→ **STATED TASK**
Reproduce the data below, renaming every "Target" to "Object" and leaving everything else unchanged.

→ **GIVEN INFORMATION**
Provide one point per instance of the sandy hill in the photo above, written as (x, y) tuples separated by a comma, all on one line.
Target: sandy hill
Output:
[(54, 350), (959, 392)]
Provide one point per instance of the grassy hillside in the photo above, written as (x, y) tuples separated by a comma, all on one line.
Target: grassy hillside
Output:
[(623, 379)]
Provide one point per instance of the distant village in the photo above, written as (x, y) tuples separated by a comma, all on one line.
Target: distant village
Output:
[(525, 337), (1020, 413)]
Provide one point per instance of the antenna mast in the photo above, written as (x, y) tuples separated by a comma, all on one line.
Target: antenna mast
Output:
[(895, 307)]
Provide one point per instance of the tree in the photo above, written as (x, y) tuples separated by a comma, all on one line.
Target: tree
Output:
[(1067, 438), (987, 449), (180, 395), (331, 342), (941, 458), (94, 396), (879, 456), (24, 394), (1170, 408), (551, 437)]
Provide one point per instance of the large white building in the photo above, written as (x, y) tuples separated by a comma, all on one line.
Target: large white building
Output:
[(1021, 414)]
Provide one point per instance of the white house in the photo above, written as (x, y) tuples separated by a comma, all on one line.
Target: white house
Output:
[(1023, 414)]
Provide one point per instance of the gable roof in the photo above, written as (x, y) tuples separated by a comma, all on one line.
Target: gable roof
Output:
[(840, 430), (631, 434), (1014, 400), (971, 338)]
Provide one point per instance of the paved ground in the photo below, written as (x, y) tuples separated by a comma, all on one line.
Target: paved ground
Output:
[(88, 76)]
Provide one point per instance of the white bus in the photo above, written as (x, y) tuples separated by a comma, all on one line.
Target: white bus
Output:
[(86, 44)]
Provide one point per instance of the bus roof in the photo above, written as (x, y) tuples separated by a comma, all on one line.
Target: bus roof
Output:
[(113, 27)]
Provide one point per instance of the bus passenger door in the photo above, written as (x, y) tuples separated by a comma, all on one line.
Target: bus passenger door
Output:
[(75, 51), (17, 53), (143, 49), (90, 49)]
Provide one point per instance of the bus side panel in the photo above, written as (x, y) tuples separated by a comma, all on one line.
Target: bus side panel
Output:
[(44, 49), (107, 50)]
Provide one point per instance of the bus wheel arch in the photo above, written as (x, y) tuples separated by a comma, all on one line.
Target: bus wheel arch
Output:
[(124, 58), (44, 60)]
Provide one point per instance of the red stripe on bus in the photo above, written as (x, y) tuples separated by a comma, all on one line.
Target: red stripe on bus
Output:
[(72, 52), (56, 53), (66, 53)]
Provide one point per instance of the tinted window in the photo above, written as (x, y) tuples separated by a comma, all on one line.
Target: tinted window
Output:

→ **WRITTEN RESPONSE**
Provide one point per instance of the sandy hill in the photo above, written as (x, y) tuples separated by a comma, all on one line.
Object: sandy hill
Output:
[(54, 350), (959, 392)]
Provide one point per instance of the grassy hillside in the photo above, written as (x, y) tuples separated by a comma, all on one line.
Object: grassy hillside
Output:
[(623, 379)]
Provide one point per instance of the distant village in the photo above, written as (x, y) tuples separated by a comma, all on one line.
Object: distant village
Output:
[(525, 337), (1020, 413)]
Provide one point per instance of the antenna mast in the photo above, written as (x, y) tuples separated by a comma, all on one line.
Object: antenna mast
Output:
[(895, 307)]
Provide one point per instance of the tree in the photo above, written as (x, y) tuples separated by a comma, all on one line.
Object: tree
Output:
[(1067, 438), (987, 449), (180, 395), (331, 342), (941, 458), (94, 396), (879, 456), (24, 394), (1170, 408), (551, 437)]
Provide one point per instance of the large white building in the photo above, written as (x, y) tuples separated by a comma, all on one line.
Object: large white building
Output:
[(1021, 414)]
Provide one point per instance of the white house in the photo above, written as (x, y) tuples separated by a comma, all on one line.
Object: white house
Output:
[(1023, 414)]
Provide one point per instance of the gable roof in the photo above, written as (x, y) tuples separated by a comma, all on one line.
Object: gable roof
Output:
[(840, 430), (631, 434), (1014, 400), (971, 338)]
Provide one point per instance of the paved ground in the photo below, written as (x, y) tuples separated by a comma, all on one line.
Object: paved ground
Output:
[(88, 76)]
Provide one point per instance of the white bus in the photo above, written as (x, y) tuples separated by a comma, all on one line.
Object: white bus
Output:
[(86, 44)]
Provide one point per instance of the bus roof in the photo above, written as (x, y) tuples separated by a comma, all on one line.
Object: bus roof
Output:
[(113, 27)]
Provide one point per instance of the bus passenger door in the photo above, written as (x, y) tuples separated by a comma, all on one line.
Object: bus passenger door
Output:
[(75, 51), (17, 53), (143, 49), (90, 49)]
Provide one point per instance of the bus side panel in the photo above, written as (x, y) tuples separated by a comma, all on one line.
Object: bus side panel
Output:
[(44, 49), (107, 50)]
Provide one point per instance of the bus wheel arch in the photo above, written as (x, y) tuples separated by a comma, all on one line.
Object: bus wheel arch
Output:
[(124, 58), (44, 60)]
Provide one point per instance of the red stripe on bus in the photo above, written as (x, y) tuples separated by a comma, all on one line.
Object: red stripe on bus
Output:
[(72, 52), (56, 53), (66, 53)]
Provide one point per instance of the tinted window in the photo above, written as (x, y) tuples separated by a comma, all on one line.
Object: tinted window
Output:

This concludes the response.